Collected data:
▼▼▼

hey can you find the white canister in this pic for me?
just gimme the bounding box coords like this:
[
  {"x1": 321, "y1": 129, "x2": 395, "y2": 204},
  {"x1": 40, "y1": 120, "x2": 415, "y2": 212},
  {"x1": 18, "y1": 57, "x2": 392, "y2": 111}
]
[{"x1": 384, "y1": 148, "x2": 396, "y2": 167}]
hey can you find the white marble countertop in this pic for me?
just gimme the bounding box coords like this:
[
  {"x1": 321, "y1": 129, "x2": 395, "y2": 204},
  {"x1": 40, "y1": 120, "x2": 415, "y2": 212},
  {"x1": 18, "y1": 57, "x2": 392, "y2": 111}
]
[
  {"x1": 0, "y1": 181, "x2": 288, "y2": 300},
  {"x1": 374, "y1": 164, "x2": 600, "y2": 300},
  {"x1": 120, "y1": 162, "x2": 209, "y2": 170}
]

▲▲▲

§ Task brief: Once you have read the entries, reproduce each one exactly.

§ Exercise solution:
hey can you find the white canister in this pic for me?
just gimme the bounding box coords like this:
[
  {"x1": 321, "y1": 129, "x2": 395, "y2": 204},
  {"x1": 40, "y1": 120, "x2": 415, "y2": 212},
  {"x1": 18, "y1": 57, "x2": 392, "y2": 111}
]
[{"x1": 384, "y1": 148, "x2": 396, "y2": 167}]
hey can you find the white marble countertop in this pic for me?
just gimme the bounding box coords like this:
[
  {"x1": 321, "y1": 129, "x2": 395, "y2": 204},
  {"x1": 40, "y1": 120, "x2": 415, "y2": 212},
  {"x1": 18, "y1": 57, "x2": 392, "y2": 111}
]
[
  {"x1": 0, "y1": 181, "x2": 288, "y2": 300},
  {"x1": 374, "y1": 164, "x2": 600, "y2": 300},
  {"x1": 120, "y1": 162, "x2": 209, "y2": 170}
]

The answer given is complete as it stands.